Reproduce the lines below word for word, starting at the line that contains "of the shrub?" and continuing through the final line, with both ends included.

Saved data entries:
********

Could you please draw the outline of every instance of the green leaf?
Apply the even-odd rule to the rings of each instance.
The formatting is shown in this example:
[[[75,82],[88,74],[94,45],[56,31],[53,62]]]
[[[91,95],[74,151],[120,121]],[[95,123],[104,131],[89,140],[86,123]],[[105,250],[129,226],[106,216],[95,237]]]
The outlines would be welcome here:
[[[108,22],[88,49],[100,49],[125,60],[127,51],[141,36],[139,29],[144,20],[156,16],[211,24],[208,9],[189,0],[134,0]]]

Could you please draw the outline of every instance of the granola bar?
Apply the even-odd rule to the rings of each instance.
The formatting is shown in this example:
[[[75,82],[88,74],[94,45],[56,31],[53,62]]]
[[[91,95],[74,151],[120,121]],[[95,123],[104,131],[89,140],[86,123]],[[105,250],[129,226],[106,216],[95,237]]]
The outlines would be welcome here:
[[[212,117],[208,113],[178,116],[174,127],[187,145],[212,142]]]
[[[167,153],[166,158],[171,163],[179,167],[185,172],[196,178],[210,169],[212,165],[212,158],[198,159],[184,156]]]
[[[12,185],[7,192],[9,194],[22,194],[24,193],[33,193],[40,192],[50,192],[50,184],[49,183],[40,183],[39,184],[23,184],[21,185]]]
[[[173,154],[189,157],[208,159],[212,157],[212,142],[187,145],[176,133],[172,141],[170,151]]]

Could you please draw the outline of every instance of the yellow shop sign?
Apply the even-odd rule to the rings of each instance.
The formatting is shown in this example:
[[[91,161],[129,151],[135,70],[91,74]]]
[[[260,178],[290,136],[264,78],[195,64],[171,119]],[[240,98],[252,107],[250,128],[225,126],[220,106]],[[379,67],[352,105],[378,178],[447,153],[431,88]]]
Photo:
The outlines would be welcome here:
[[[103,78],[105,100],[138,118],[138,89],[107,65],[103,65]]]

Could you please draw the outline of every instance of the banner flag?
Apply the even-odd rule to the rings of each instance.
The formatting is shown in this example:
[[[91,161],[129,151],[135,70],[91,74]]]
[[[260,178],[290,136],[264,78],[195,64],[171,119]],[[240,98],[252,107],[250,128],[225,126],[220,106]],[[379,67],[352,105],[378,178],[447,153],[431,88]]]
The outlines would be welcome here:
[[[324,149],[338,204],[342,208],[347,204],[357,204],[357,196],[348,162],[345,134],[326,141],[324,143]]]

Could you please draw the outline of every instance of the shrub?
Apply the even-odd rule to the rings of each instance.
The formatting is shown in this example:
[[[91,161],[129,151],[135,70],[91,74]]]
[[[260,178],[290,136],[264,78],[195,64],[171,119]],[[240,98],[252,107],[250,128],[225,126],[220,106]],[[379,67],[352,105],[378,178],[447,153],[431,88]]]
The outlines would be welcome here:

********

**SOLUTION FOR THIS PROBLEM**
Could you please draw the outline of every instance of the shrub?
Apply the even-odd rule to the rings of each instance.
The formatting is shown in this example:
[[[91,161],[129,151],[135,70],[91,74]]]
[[[260,178],[290,136],[264,78],[195,64],[171,119]],[[240,98],[252,107],[250,128],[225,126],[220,106]],[[379,67],[352,105],[378,178],[447,153],[431,88]]]
The outlines would be welcome here:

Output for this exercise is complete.